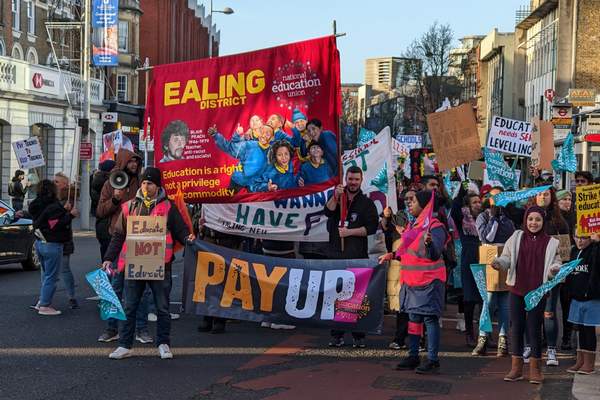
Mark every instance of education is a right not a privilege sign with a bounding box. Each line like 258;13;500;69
486;116;532;157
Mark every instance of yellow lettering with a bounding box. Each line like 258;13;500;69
202;77;219;100
221;258;254;310
192;251;225;303
164;82;181;106
246;69;265;94
181;79;202;104
227;72;246;97
252;263;287;312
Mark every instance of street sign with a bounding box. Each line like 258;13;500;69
79;142;94;161
569;89;596;107
102;112;119;123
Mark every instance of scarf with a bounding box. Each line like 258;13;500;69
461;207;479;237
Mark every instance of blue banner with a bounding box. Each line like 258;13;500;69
183;240;386;334
92;0;119;66
471;264;492;333
85;269;127;321
493;185;552;207
525;258;582;311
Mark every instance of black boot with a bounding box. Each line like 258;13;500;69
395;356;421;371
471;336;488;356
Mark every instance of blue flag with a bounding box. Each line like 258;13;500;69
493;185;552;207
471;264;492;333
525;258;582;311
552;132;577;172
85;269;127;321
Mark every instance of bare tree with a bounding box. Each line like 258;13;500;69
403;21;456;114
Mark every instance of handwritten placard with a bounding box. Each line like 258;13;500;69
427;103;481;171
125;216;167;280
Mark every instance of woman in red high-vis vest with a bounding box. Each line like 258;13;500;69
380;190;450;374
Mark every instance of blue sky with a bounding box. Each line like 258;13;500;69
216;0;529;83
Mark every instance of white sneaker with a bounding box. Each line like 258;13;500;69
271;324;296;330
546;347;558;367
158;344;173;360
108;347;133;360
523;346;531;364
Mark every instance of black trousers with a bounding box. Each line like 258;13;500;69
508;292;546;358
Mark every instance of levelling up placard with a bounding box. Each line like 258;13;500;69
125;216;167;281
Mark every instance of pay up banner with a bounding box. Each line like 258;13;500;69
147;36;341;203
183;240;385;334
575;185;600;236
125;215;167;281
486;116;532;157
202;128;397;242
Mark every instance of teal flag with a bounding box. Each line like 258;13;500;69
483;147;519;190
525;258;582;311
493;185;552;207
552;132;577;172
85;269;127;321
356;128;377;147
471;264;492;333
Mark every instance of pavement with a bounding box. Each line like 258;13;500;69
0;233;600;400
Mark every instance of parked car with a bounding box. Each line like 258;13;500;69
0;200;40;271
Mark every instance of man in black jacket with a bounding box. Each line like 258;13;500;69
102;167;195;360
325;166;379;348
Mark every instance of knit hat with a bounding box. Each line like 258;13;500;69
556;189;572;200
98;160;117;172
292;108;306;122
140;167;160;186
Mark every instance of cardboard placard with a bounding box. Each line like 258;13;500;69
479;244;508;292
575;185;600;236
427;103;481;171
552;235;571;262
125;215;167;281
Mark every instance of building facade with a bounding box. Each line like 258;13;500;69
0;0;104;199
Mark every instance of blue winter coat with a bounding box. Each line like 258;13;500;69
214;132;269;187
250;161;298;192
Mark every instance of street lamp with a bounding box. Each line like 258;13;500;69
208;0;233;58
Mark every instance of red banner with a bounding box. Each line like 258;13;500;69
147;36;341;203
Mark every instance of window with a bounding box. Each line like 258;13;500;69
27;0;35;35
119;20;129;51
117;75;129;101
11;0;21;31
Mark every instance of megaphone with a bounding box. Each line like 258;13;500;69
108;171;129;189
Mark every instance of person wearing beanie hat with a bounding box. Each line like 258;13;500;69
379;190;450;374
492;205;562;384
102;167;195;360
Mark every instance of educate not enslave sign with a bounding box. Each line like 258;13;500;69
125;215;167;281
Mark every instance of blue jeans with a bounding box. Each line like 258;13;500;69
408;313;440;361
544;285;560;347
35;240;63;307
60;255;75;299
479;292;508;336
107;272;148;333
119;273;172;349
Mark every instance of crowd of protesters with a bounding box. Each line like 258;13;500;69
11;149;600;383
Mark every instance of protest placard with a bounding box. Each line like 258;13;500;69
427;104;481;171
12;137;46;169
531;118;554;170
125;215;167;280
147;36;340;204
486;116;532;157
575;185;600;236
183;240;386;334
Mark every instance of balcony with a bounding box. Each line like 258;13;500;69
0;56;104;106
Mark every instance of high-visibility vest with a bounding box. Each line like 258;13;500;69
117;200;173;272
400;219;447;286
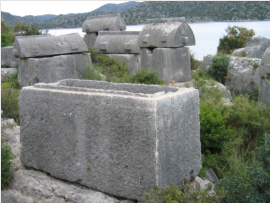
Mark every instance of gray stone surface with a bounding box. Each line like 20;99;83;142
95;31;140;54
225;56;261;94
108;54;140;75
18;53;91;86
13;33;88;58
258;47;270;106
141;47;191;83
198;54;214;72
232;37;270;59
1;68;17;80
82;13;126;33
138;18;195;48
19;80;201;201
1;46;19;68
84;32;98;48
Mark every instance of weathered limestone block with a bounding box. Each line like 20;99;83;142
95;31;140;54
258;47;270;105
18;53;91;86
232;37;270;59
13;33;88;58
19;79;201;201
1;46;19;68
82;13;126;33
141;47;191;83
198;54;214;72
138;18;195;48
108;54;140;75
225;56;261;94
1;68;17;80
84;32;98;48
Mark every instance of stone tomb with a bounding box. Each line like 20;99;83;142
19;79;201;201
13;33;92;86
82;13;126;48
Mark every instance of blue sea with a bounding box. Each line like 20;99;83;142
49;21;270;60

════════════════════

* _GIVEN PROBLEM_
Rewrite all of the records above, replacing "bounding box" with "rectangle" everywhere and keeping every other part the same. Leave the pictures out.

* _FINISHED TASK_
Mark every instance of education is a right not a privilege sign with a rectangle. Each line like 258;13;500;69
486;116;532;157
Mark every instance of yellow lettering with a rectangle. Each line like 258;13;500;69
202;77;219;100
221;258;254;310
192;251;225;303
164;82;181;106
246;69;265;94
181;79;202;104
227;72;246;97
252;263;287;312
Mark every instance of street sign with a rectangle. Each line like 258;13;500;69
79;142;94;161
569;89;596;107
102;112;119;123
Mark every instance of scarf with a rectangle. Each line like 258;13;500;69
461;207;479;237
Mark every instance of blue banner with a rectangle. Each line like 258;13;500;69
183;240;386;334
92;0;119;66
471;264;492;333
85;269;127;321
493;185;552;207
525;258;582;311
Mark every instance of black boot with a rectangle. Each line like 258;13;500;69
395;356;421;371
471;336;488;356
Mark every instance of blue flag with a rectangle. Each line like 258;13;500;69
493;185;552;207
471;264;492;333
525;258;582;311
552;132;577;172
85;269;127;321
Mark every instance of bare tree with a rectangle. Each line like 258;13;500;69
403;21;456;114
Mark every instance of handwritten placard with a rectangle. Each line like 258;13;500;69
427;103;481;171
125;216;167;280
Mark every instance of woman in red high-vis vest with a rectangle. Each line like 258;13;500;69
380;190;450;374
Mark every instance of blue sky with a rectangle. Each line like 258;13;500;69
216;0;529;83
Mark every instance of white sneaker with a rectangle. Each line like 258;13;500;69
271;324;296;330
546;347;558;367
158;344;173;360
108;347;133;360
523;346;531;364
Mark every instance of black trousers with a rectangle. Each line like 258;13;500;69
508;292;546;358
Mark every instance of levelling up placard with a rectangle. Each line like 258;13;500;69
125;216;167;281
Mark every instance of pay up banner with a rectangle. Each line like 258;13;500;69
147;36;341;203
183;240;385;334
575;185;600;236
125;215;167;281
486;116;532;157
202;128;397;242
Mark every instance of teal flag with a rectangle. Each line like 258;13;500;69
483;147;519;190
525;258;582;311
493;185;552;207
552;132;577;172
85;269;127;321
356;128;377;147
471;264;492;333
Mark every instance of pavement with a rectangle. Each line like 258;13;500;69
0;233;600;400
Mark every instance of parked car with a rectangle. Each line like 258;13;500;69
0;200;40;271
Mark every instance of man in black jacket with a rectangle. Each line like 258;13;500;69
102;167;195;360
325;166;379;348
Mark every instance of knit hat with a rectangle. Each line like 258;13;500;69
556;189;572;200
98;160;117;172
292;108;306;122
140;167;160;186
Mark every instance of cardboard placard with a rectangle. Each line like 258;13;500;69
479;244;508;292
575;185;600;236
427;103;481;171
552;235;571;262
125;215;167;281
Mark every instance of building facade with a rectangle. Each line like 258;13;500;69
0;0;104;199
Mark every instance of blue winter coat with a rectangle. Each line like 258;13;500;69
214;132;269;187
250;161;298;192
Mark every instance of street lamp with a rectangle. Each line like 258;13;500;69
208;0;233;58
Mark every instance of red banner with a rectangle. Each line like 258;13;500;69
147;36;341;203
Mark every instance of window with a rectangle. Each line like 258;13;500;69
27;0;35;35
119;20;129;51
117;75;129;101
11;0;21;31
Mark every instance of megaphone with a rectangle. Each line like 258;13;500;69
108;171;129;189
Mark every instance of person wearing beanie hat with a rectangle. Each line like 258;13;500;69
379;190;450;374
492;205;562;384
102;167;195;360
Mark every instance of educate not enslave sign with a rectangle. Each line like 258;13;500;69
125;215;167;281
Mark every instance of blue jeans with a rectangle. Each line like 258;13;500;69
408;313;440;361
544;285;560;347
35;240;63;307
60;255;75;299
479;292;508;336
107;272;148;333
119;273;172;349
Mark every instance of crowd of protesters with a rectangle. Each line like 258;13;500;69
11;149;600;383
Mark every instance of protest placard with a rectangle. Each line like 258;13;500;69
427;104;481;171
12;137;46;169
531;118;554;170
125;215;167;280
147;36;340;204
486;116;532;157
575;185;600;236
183;240;386;334
Mark every instance of balcony with a rectangle. Each line like 258;13;500;69
0;56;104;106
Mark every instance of high-visibility vest with a rectangle. Each line like 258;13;500;69
117;200;173;272
400;219;447;286
Mark every instance of gray stone surface with a rectangle. Each line like 20;99;83;142
95;31;140;54
225;56;261;94
108;54;140;75
18;53;91;86
13;33;88;58
258;47;270;106
141;47;191;83
198;54;214;72
232;37;270;59
1;68;17;80
82;13;126;33
138;18;195;48
19;80;201;201
1;46;19;68
84;32;98;48
Mark every instance of weathered limestone block with a rectangle. Each line like 20;99;83;142
95;31;140;54
258;47;270;105
18;53;91;86
232;37;270;59
13;33;88;58
19;79;201;201
1;46;19;68
82;13;126;33
141;47;191;83
198;54;214;72
138;18;195;48
108;54;140;75
225;56;261;94
1;68;17;80
84;32;98;48
Mark every instance of stone tomb with a rectangle. Each line like 20;99;83;142
19;79;201;201
13;33;92;86
82;13;126;48
Mark every instance of blue sea with a rectangle. Each line like 20;99;83;142
49;21;270;60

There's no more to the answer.